(Segmentation labeling records)
····················
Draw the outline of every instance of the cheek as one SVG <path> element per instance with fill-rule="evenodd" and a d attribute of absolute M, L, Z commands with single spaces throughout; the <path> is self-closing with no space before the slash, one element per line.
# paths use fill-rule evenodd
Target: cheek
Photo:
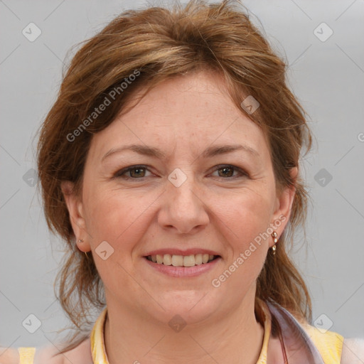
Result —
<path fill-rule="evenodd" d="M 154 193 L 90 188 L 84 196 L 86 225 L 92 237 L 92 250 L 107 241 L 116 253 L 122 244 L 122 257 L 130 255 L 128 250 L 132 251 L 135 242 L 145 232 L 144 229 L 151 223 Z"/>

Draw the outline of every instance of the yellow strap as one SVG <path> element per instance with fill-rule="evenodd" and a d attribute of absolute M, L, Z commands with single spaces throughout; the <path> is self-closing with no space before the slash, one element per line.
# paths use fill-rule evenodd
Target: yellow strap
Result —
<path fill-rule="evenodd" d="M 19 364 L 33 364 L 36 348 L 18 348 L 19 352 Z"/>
····················
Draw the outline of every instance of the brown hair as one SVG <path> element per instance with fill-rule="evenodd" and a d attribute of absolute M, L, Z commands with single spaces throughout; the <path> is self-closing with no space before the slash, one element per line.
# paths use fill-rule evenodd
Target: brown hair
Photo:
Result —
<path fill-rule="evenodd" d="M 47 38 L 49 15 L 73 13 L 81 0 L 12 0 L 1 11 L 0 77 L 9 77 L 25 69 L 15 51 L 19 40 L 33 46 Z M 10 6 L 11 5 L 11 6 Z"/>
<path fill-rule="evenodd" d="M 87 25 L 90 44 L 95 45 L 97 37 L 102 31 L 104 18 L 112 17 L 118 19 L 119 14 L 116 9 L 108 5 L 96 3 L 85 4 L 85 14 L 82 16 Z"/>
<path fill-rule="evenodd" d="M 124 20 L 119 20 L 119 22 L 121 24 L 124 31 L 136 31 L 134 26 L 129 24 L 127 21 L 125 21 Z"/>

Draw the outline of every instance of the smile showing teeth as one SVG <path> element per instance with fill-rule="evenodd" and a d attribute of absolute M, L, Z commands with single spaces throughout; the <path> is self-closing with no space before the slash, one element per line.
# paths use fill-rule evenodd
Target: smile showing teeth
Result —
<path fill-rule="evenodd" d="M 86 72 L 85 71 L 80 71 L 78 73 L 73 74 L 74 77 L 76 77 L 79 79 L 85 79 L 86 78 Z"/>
····················
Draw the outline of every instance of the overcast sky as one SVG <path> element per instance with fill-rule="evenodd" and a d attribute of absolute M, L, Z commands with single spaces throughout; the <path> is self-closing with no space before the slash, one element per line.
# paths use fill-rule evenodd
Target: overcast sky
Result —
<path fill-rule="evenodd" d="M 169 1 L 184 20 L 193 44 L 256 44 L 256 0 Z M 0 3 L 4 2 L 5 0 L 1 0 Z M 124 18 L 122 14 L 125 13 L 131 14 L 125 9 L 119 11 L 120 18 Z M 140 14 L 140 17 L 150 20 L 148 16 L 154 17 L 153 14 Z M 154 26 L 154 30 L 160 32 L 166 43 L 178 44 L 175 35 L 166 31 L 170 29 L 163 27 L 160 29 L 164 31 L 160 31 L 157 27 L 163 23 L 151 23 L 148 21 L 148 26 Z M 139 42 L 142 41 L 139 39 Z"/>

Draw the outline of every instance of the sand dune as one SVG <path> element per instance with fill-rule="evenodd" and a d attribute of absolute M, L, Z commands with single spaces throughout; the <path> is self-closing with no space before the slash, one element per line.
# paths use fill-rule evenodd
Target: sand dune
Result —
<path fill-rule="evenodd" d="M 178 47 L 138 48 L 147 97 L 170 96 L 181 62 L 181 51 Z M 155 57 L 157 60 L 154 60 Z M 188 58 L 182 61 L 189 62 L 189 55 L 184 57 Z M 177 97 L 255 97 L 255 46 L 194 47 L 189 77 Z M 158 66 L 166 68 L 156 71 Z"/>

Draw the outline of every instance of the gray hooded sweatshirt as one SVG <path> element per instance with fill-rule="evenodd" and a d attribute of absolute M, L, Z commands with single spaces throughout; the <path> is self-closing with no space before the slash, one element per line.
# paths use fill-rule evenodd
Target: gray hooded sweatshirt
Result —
····················
- _BRIEF_
How many lines in the records above contain the string "overcast"? Case counts. Reply with the number only.

- _EXERCISE RESPONSE_
2